— To be done —
Render every line of the material below as a Markdown table with the columns "Row" and "Line": "Row" gives the row number and "Line" holds the line itself. Skip blank lines and leave the pictures out.

[Segmentation dataset records]
+ + + + +
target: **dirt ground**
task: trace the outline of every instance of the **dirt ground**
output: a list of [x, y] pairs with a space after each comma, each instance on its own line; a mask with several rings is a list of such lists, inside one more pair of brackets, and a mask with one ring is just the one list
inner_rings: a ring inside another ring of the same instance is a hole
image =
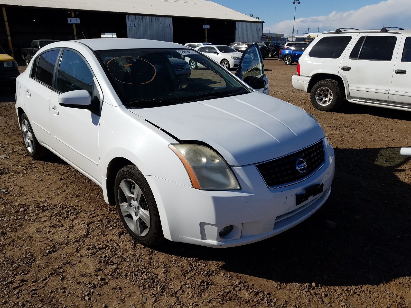
[[0, 307], [411, 307], [411, 162], [399, 155], [411, 113], [319, 111], [293, 88], [295, 65], [265, 65], [270, 94], [314, 114], [335, 147], [332, 191], [291, 230], [222, 249], [136, 245], [96, 184], [28, 156], [2, 90]]

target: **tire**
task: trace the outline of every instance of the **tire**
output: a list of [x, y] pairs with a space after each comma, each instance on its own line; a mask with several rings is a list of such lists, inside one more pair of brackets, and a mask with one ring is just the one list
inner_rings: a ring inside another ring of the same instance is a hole
[[341, 106], [345, 97], [344, 89], [339, 83], [332, 79], [324, 79], [312, 87], [310, 98], [316, 109], [333, 111]]
[[121, 169], [115, 177], [114, 189], [118, 214], [132, 237], [147, 247], [162, 241], [164, 237], [157, 205], [138, 168], [128, 165]]
[[291, 65], [293, 64], [293, 58], [289, 55], [286, 55], [284, 57], [283, 61], [286, 65]]
[[44, 157], [47, 149], [37, 140], [30, 121], [25, 113], [23, 113], [20, 118], [20, 127], [23, 142], [28, 154], [35, 159], [39, 159]]
[[197, 69], [199, 68], [197, 65], [197, 62], [196, 62], [195, 60], [193, 60], [192, 59], [190, 59], [190, 62], [189, 62], [188, 64], [190, 65], [190, 67], [192, 69]]
[[230, 62], [229, 62], [228, 60], [223, 59], [220, 64], [227, 69], [230, 69]]

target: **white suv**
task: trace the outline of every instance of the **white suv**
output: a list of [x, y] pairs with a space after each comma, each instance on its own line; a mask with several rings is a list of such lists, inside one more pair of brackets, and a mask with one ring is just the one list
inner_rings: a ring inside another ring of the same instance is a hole
[[310, 92], [319, 110], [335, 110], [345, 98], [411, 111], [411, 30], [398, 29], [323, 33], [300, 57], [293, 86]]

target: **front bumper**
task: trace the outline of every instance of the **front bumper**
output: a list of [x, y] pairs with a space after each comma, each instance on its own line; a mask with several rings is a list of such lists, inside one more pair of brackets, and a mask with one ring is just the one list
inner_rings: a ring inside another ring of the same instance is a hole
[[[267, 187], [254, 165], [233, 168], [240, 191], [201, 191], [146, 176], [165, 237], [203, 246], [232, 247], [261, 241], [298, 224], [319, 209], [331, 192], [334, 150], [325, 138], [324, 145], [325, 163], [316, 172], [277, 188]], [[322, 193], [296, 205], [296, 194], [321, 184]], [[227, 225], [232, 225], [233, 231], [222, 238], [219, 231]]]
[[293, 87], [305, 92], [308, 92], [308, 85], [311, 79], [311, 77], [300, 76], [298, 75], [293, 75], [291, 78]]

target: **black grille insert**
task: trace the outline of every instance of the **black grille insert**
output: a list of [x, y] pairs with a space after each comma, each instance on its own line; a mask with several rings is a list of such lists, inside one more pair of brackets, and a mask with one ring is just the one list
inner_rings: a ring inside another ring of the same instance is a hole
[[[296, 168], [298, 159], [307, 163], [307, 170], [300, 172]], [[292, 183], [306, 177], [314, 172], [324, 162], [323, 142], [314, 145], [298, 152], [256, 165], [267, 186], [269, 187]]]

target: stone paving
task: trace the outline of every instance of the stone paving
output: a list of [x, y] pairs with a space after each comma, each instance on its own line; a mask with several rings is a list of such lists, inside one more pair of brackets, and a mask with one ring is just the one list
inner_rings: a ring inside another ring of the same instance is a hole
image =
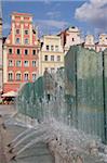
[[[9, 117], [14, 113], [15, 110], [13, 105], [0, 105], [0, 114], [2, 114], [3, 120], [9, 120]], [[24, 153], [16, 158], [16, 161], [9, 161], [12, 155], [10, 156], [6, 145], [19, 133], [25, 130], [25, 128], [15, 126], [12, 123], [5, 123], [5, 126], [6, 131], [3, 129], [1, 134], [0, 130], [0, 163], [54, 163], [54, 158], [51, 155], [46, 145], [43, 142], [34, 145], [31, 148], [27, 149]]]

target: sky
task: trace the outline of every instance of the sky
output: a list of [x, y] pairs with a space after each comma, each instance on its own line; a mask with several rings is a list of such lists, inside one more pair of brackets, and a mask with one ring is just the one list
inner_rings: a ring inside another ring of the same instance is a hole
[[107, 0], [2, 0], [3, 36], [8, 36], [12, 12], [31, 13], [39, 36], [58, 34], [78, 26], [81, 35], [107, 33]]

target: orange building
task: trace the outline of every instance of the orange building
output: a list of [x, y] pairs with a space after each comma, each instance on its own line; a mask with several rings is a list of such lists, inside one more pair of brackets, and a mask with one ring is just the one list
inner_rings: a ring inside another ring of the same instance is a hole
[[11, 17], [11, 32], [3, 45], [3, 92], [17, 91], [39, 74], [40, 42], [32, 15], [14, 12]]

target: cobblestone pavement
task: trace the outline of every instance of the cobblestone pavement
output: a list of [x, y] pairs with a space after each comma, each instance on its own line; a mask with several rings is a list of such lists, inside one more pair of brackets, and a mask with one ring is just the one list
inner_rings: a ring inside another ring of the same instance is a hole
[[10, 121], [10, 116], [15, 112], [14, 105], [0, 105], [0, 114], [2, 114], [4, 121], [9, 120], [10, 122], [5, 123], [6, 131], [3, 130], [3, 135], [0, 130], [0, 163], [54, 163], [53, 156], [50, 154], [50, 151], [43, 142], [34, 145], [31, 148], [27, 149], [16, 158], [16, 161], [9, 161], [9, 149], [5, 149], [4, 146], [11, 142], [19, 133], [25, 130], [25, 128], [15, 126], [13, 124], [14, 120]]

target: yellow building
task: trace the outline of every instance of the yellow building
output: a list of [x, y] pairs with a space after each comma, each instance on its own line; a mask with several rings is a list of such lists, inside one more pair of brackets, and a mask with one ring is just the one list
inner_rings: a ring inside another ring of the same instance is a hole
[[45, 70], [49, 73], [55, 73], [57, 68], [64, 66], [64, 50], [61, 36], [43, 36], [41, 43], [40, 75], [43, 75]]

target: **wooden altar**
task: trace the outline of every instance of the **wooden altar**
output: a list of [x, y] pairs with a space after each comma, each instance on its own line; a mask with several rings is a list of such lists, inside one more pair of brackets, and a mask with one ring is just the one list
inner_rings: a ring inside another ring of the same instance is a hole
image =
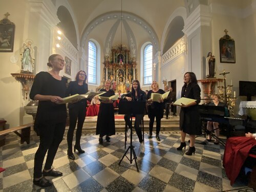
[[204, 93], [207, 95], [210, 96], [215, 93], [215, 87], [216, 83], [219, 82], [222, 82], [223, 79], [217, 79], [216, 78], [207, 78], [204, 79], [198, 80], [198, 82], [200, 82], [203, 86]]
[[137, 79], [136, 58], [131, 58], [130, 51], [125, 46], [117, 46], [111, 50], [110, 56], [105, 55], [102, 77], [104, 87], [105, 81], [109, 79], [115, 93], [121, 90], [122, 93], [132, 89], [134, 80]]

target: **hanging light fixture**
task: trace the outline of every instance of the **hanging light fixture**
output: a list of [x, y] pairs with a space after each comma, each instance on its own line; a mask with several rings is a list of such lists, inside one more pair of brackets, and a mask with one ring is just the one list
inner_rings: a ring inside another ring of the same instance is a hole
+ + + + +
— Full output —
| Row | Line |
|---|---|
| 1 | target: **dirt ground** |
| 2 | task: trace the outline of every instance of the **dirt ground** |
| 3 | output: a list of [x, y] pairs with a space after each comma, each instance on its own line; a mask with several rings is a list of such lists, inside one more pair of brackets, and a mask with one ring is just the one list |
| 4 | inner_rings: a ring inside another ring of the same instance is a hole |
| 5 | image = |
| 6 | [[0, 307], [411, 307], [411, 162], [399, 155], [411, 113], [319, 111], [293, 88], [295, 65], [265, 65], [270, 94], [314, 114], [335, 147], [332, 191], [291, 230], [222, 249], [136, 245], [96, 184], [28, 156], [2, 90]] |
| 7 | target: **tire** |
| 8 | task: trace the outline of every instance of the **tire** |
| 9 | output: a list of [x, y] pairs with a space after each comma, each instance on its own line; a mask with several rings is a list of such lists, inside one more pair of brackets, and a mask with one ring is just the one list |
| 10 | inner_rings: a ring inside another ring of the same instance is a hole |
| 11 | [[341, 106], [345, 97], [344, 89], [339, 83], [332, 79], [324, 79], [312, 87], [310, 98], [316, 109], [333, 111]] |
| 12 | [[121, 169], [115, 177], [114, 189], [118, 214], [132, 237], [147, 247], [162, 241], [164, 237], [157, 205], [138, 168], [128, 165]] |
| 13 | [[291, 65], [293, 64], [293, 58], [289, 55], [286, 55], [284, 57], [283, 61], [286, 65]] |
| 14 | [[44, 157], [47, 149], [37, 140], [30, 121], [25, 113], [23, 113], [20, 118], [20, 127], [23, 142], [28, 154], [35, 159], [39, 159]] |
| 15 | [[197, 69], [199, 68], [197, 65], [197, 62], [196, 62], [195, 60], [193, 60], [192, 59], [190, 59], [190, 62], [189, 62], [188, 64], [190, 65], [190, 67], [192, 69]] |
| 16 | [[230, 62], [229, 62], [228, 60], [223, 59], [220, 64], [227, 69], [230, 69]] |
| 17 | target: **white suv** |
| 18 | task: trace the outline of every instance of the **white suv** |
| 19 | output: a list of [x, y] pairs with a space after each comma, each instance on its own line; a mask with several rings is a list of such lists, inside one more pair of brackets, and a mask with one ring is just the one list |
| 20 | inner_rings: a ring inside another ring of the same instance is a hole |
| 21 | [[310, 92], [319, 110], [335, 110], [345, 98], [411, 111], [411, 30], [398, 29], [323, 33], [300, 57], [293, 86]] |
| 22 | target: **front bumper** |
| 23 | task: trace the outline of every instance of the **front bumper** |
| 24 | output: a list of [x, y] pairs with a space after each comma, each instance on its own line; a mask with several rings is a list of such lists, inside one more pair of brackets, and a mask with one ring is just the one list |
| 25 | inner_rings: a ring inside another ring of the same instance is a hole |
| 26 | [[[267, 187], [254, 165], [233, 168], [240, 191], [201, 191], [146, 176], [165, 237], [203, 246], [232, 247], [261, 241], [298, 224], [319, 209], [331, 192], [334, 150], [325, 138], [324, 145], [325, 163], [316, 172], [277, 188]], [[322, 193], [296, 205], [296, 194], [321, 184]], [[227, 225], [232, 225], [233, 231], [222, 238], [219, 231]]] |
| 27 | [[293, 87], [305, 92], [308, 92], [308, 85], [311, 79], [311, 77], [300, 76], [298, 75], [293, 75], [291, 78]] |
| 28 | target: **black grille insert** |
| 29 | task: trace the outline of every instance of the **black grille insert** |
| 30 | output: a list of [x, y] pairs with a space after each comma, each instance on its own line; a mask with several rings is a list of such lists, inside one more pair of brackets, and a mask with one ring is just the one list |
| 31 | inner_rings: a ring inside another ring of the same instance is a hole |
| 32 | [[[296, 168], [298, 159], [307, 163], [307, 170], [300, 172]], [[292, 183], [306, 177], [314, 172], [324, 162], [323, 142], [314, 145], [298, 152], [256, 165], [267, 186], [269, 187]]] |
| 33 | target: stone paving |
| 34 | task: trace the outline of every instance of the stone paving |
| 35 | output: a list of [x, y] pairs with a space after each comma, each instance on its own line; a mask with several rings is a list of such lists, inside one more pair of brackets, and a mask with one ring is just the one list |
| 36 | inner_rings: a ring inside another ring of the same instance is a hole |
| 37 | image = |
| 38 | [[[9, 117], [14, 113], [15, 110], [13, 105], [0, 105], [0, 114], [2, 114], [3, 120], [9, 120]], [[24, 153], [16, 158], [16, 161], [9, 161], [12, 155], [10, 156], [6, 145], [19, 133], [25, 130], [25, 128], [15, 126], [12, 123], [5, 123], [5, 126], [6, 131], [3, 129], [1, 134], [0, 130], [0, 163], [54, 163], [54, 158], [51, 155], [46, 145], [43, 142], [34, 145], [31, 148], [27, 149]]] |
| 39 | target: sky |
| 40 | task: trace the outline of every instance of the sky |
| 41 | output: a list of [x, y] pairs with a space after each comma, each instance on its own line; a mask with several rings is a list of such lists, inside one more pair of brackets, and a mask with one ring is just the one list |
| 42 | inner_rings: a ring inside another ring of the same instance is a hole |
| 43 | [[107, 0], [2, 0], [3, 36], [8, 36], [12, 12], [31, 13], [39, 36], [58, 34], [78, 26], [81, 35], [107, 33]] |
| 44 | target: orange building |
| 45 | task: trace the outline of every instance of the orange building |
| 46 | output: a list of [x, y] pairs with a space after each comma, each instance on its own line; a mask with several rings is a list of such lists, inside one more pair of brackets, and a mask with one ring is just the one list |
| 47 | inner_rings: a ring inside another ring of the same instance is a hole |
| 48 | [[11, 17], [11, 32], [3, 45], [3, 92], [17, 91], [39, 74], [40, 42], [32, 15], [14, 12]] |
| 49 | target: cobblestone pavement |
| 50 | task: trace the outline of every instance of the cobblestone pavement |
| 51 | output: a list of [x, y] pairs with a space after each comma, each instance on its own line; a mask with several rings is a list of such lists, inside one more pair of brackets, and a mask with one ring is just the one list |
| 52 | inner_rings: a ring inside another ring of the same instance is a hole |
| 53 | [[10, 121], [10, 116], [15, 112], [14, 105], [0, 105], [0, 114], [2, 114], [4, 121], [9, 120], [10, 122], [5, 123], [6, 131], [3, 130], [3, 135], [0, 130], [0, 163], [54, 163], [53, 156], [50, 154], [50, 151], [43, 142], [34, 145], [31, 148], [27, 149], [16, 158], [16, 161], [9, 161], [9, 149], [5, 149], [4, 146], [11, 142], [19, 133], [25, 130], [25, 128], [15, 126], [13, 124], [14, 120]] |
| 54 | target: yellow building |
| 55 | task: trace the outline of every instance of the yellow building |
| 56 | output: a list of [x, y] pairs with a space after each comma, each instance on its own line; a mask with several rings is a list of such lists, inside one more pair of brackets, and a mask with one ring is just the one list |
| 57 | inner_rings: a ring inside another ring of the same instance is a hole |
| 58 | [[45, 70], [49, 73], [55, 73], [57, 68], [64, 66], [64, 50], [61, 36], [43, 36], [41, 43], [40, 75], [43, 75]] |
| 59 | target: **wooden altar** |
| 60 | task: trace the outline of every instance of the **wooden altar** |
| 61 | output: a list of [x, y] pairs with a space after each comma, each instance on its own line; a mask with several rings is a list of such lists, inside one more pair of brackets, and a mask with one ring is just the one list |
| 62 | inner_rings: a ring inside another ring of the same instance is a hole |
| 63 | image = |
| 64 | [[204, 93], [207, 95], [210, 96], [215, 93], [215, 87], [216, 83], [219, 82], [222, 82], [223, 79], [217, 79], [216, 78], [207, 78], [204, 79], [198, 80], [198, 82], [200, 82], [203, 86]] |
| 65 | [[137, 79], [136, 58], [131, 58], [130, 51], [125, 46], [117, 46], [111, 50], [110, 56], [105, 55], [102, 77], [104, 87], [105, 81], [109, 79], [115, 93], [121, 90], [122, 93], [132, 89], [134, 80]] |
| 66 | target: **hanging light fixture** |
| 67 | task: trace the outline of every instance of the **hanging light fixture** |
| 68 | output: a list of [x, y] pairs with a space after each comma, each instance on its own line; a mask with several rings is a list of such lists, inside one more pair of brackets, and a mask with one ring is just the one list |
| 69 | inner_rings: a ring inside another ring of the same instance is a hole |